## Given task
Write out, word for word, everything in the material below from the line containing "In this exercise you will mark the woman" down to the end of the material.
- - -
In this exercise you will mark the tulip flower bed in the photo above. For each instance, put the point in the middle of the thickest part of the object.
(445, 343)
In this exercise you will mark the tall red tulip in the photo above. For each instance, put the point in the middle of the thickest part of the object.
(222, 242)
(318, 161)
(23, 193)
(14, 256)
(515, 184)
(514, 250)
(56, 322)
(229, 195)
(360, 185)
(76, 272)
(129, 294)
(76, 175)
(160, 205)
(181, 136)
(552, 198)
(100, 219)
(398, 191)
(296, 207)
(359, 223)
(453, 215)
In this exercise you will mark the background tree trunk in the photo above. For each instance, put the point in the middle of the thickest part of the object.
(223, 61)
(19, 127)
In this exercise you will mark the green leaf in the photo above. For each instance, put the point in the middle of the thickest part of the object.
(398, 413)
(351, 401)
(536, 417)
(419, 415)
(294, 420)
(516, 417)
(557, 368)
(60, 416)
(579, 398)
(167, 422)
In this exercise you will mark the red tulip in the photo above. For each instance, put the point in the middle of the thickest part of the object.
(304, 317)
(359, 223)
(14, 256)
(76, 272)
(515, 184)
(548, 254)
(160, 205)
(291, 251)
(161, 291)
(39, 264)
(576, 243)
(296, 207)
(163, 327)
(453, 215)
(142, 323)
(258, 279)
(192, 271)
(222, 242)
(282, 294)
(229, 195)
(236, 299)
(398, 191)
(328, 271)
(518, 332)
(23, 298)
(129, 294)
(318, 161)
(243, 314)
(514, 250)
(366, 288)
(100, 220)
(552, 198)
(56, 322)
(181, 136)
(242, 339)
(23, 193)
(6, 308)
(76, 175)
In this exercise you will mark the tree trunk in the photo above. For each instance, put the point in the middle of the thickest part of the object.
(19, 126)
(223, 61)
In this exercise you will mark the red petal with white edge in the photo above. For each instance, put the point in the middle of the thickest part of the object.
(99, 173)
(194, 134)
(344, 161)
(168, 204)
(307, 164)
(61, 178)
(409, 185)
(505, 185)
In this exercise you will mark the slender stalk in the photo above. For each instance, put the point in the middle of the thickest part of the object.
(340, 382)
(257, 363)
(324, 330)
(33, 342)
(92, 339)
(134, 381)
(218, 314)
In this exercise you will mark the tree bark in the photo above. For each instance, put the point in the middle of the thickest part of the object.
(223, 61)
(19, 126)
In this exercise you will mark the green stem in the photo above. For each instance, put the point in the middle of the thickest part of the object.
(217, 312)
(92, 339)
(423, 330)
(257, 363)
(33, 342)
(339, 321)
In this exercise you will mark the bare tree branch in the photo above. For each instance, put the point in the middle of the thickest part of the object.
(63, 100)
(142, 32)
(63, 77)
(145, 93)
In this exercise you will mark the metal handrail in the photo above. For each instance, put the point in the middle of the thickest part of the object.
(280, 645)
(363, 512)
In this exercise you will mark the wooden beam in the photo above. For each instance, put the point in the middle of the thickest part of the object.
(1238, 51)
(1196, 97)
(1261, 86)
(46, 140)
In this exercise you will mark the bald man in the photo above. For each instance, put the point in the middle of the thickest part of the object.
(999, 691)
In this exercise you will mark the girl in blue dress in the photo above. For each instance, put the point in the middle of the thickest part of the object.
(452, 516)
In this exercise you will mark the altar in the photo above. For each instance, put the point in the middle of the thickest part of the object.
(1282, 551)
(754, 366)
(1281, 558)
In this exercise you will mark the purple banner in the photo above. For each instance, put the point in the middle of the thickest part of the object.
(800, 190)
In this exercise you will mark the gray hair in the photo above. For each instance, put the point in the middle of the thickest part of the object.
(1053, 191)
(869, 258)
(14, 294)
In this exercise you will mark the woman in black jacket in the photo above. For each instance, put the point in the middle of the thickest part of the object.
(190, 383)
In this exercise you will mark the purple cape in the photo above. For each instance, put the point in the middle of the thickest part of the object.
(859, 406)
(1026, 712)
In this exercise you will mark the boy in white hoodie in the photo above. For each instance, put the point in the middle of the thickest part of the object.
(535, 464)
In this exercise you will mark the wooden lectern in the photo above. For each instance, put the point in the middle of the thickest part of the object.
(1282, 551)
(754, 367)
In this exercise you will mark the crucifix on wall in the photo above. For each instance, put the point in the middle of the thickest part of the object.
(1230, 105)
- - -
## Full answer
In this exercise you will mark the woman in black jacket in the photo above. For each instance, put the point in the middle of the thickest part of the object.
(190, 383)
In this exercise you will mark the purple cape in the photo above. For each instance, put the point in the middle of the thickest part of the object.
(859, 406)
(1026, 712)
In this exercise you will mark the boy in white hoodie in the photo above. For each instance, put the point in the middle of the thickest part of the object.
(535, 464)
In this exercise you will mark the wooden lectern in the photo above. For each instance, put the point in the middle of the thickest part of the object.
(1282, 551)
(754, 367)
In this exercise you will mark the crucifix on wall in the photo above. For each instance, put the point in the middle of the thickest part of the object.
(1230, 105)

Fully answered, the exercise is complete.